# ISO 639
ISO 639 language codes with names in English, French & German, provided in JSON, CSV, & a NodeJS module.

See https://en.wikipedia.org/wiki/ISO_3166

## Table of Contents
1. [Overview](#overview)
  1. [Information](#information)
  1. [Data & Formats](#data--formats)
1. [Examples](#examples)
  1. [Node Module](#node-module)
  1. [JSON](#json)
  1. [CSV](#csv)
1. [Scrapers](#scrapers)
1. [Sources](#sources)

### Overview

JSON & CSV files can be found in [data/](data/)

#### Information
This repository consists of all ~~six~~ four parts of the ISO 639 standard. Part 4 & 6 are not included because they are not relevant.

For a detailed description, see https://en.wikipedia.org/wiki/ISO_639

1. [**ISO 639-1** (Part 1): Alpha-2 codes (184 major languages)](#part1)
1. [**ISO 639-2** (Part 2): Alpha-3 codes (485 languages + 20)](#part2)
1. *(WIP)* [**ISO 639-3** (Part 3): Alpha-3 codes (? languages)](#part3)
1. ~~**ISO 639-4** (Part 4): N/A~~
1. *(WIP)* [**ISO 639-5** (Part 5): Alpha-3 codes (language families and groups)](#part5)
1. ~~**ISO 639-6** (Part 6): *withdrawn*~~

#### Data & Formats
For every JSON file, there is a beautified version (`.json`) & a minified version (`.min.json`).

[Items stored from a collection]

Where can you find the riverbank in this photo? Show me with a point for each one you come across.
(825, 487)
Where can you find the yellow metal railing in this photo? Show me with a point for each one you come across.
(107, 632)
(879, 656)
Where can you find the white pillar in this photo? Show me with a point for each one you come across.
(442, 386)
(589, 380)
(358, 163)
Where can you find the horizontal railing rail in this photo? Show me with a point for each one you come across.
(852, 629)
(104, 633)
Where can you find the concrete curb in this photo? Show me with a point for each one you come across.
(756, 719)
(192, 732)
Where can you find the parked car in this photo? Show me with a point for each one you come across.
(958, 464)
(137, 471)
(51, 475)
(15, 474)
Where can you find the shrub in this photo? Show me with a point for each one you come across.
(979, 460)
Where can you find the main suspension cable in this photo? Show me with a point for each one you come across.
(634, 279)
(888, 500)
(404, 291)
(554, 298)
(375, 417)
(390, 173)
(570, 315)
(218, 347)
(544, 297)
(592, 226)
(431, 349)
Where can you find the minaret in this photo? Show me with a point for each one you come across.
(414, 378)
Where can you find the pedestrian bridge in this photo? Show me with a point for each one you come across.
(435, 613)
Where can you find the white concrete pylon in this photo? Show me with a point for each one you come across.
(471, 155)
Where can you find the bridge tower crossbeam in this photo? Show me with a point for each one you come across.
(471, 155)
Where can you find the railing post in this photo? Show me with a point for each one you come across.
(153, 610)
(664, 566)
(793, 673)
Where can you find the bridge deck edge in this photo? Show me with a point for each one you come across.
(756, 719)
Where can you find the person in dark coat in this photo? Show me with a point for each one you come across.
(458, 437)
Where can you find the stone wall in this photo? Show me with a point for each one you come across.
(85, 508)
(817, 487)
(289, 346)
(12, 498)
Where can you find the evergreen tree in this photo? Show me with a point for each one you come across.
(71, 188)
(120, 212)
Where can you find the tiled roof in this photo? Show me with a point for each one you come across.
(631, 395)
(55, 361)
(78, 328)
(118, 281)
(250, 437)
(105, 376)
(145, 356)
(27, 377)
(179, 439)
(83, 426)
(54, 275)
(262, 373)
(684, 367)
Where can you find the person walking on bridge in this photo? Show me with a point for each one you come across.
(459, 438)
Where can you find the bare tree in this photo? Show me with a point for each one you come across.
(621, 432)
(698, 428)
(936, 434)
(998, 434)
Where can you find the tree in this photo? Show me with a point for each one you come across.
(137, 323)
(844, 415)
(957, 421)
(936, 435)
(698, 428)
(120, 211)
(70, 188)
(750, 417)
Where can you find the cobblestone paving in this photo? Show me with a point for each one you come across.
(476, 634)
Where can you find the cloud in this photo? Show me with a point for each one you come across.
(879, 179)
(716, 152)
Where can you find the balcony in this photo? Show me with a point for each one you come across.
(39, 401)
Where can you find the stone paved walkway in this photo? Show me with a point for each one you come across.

PROBLEM TO SOLVE = Could you continue the ISO 639 readme from its last line onward? The listing was taken from a separate source.

TASK OUTPUT =
For convenience & readability, JSON files are ordered by key alphabetically (i.e. `chv` always precedes `chy`).

Unless explicitly stated, CSV files with the same name as a JSON file will contain the same data, with the following qualifications:
* Array values are joined into a string. For example, see names (en/fr/de) in [Part 2](#part2).
* Values which are marked optional for a JSON file will be treated as an empty string in the corresponding CSV file.

#### Part 1: Alpha-2 Codes for Major Languages
<a name="part1"></a>

Part 1 contains two-digit alphabetical codes for 184 major languages.

[data/iso_639-1.json](data/iso_639-1.json) is keyed by ISO 639-1 Alpha 2 code. Each value has:
* `639-2 (string)`: A mapping to the (terminological) ISO 639-2 code
* `639-2/B (string; optional)`: A mapping to the bibliographic ISO 639-2 code, where relevant.
* `name (string)`: The name(s) of the language, in English.
* `nativeName (string)`: The name(s) of the language, in the language itself.
* `wikiUrl (string)`: A link the the Wikipedia article on the language.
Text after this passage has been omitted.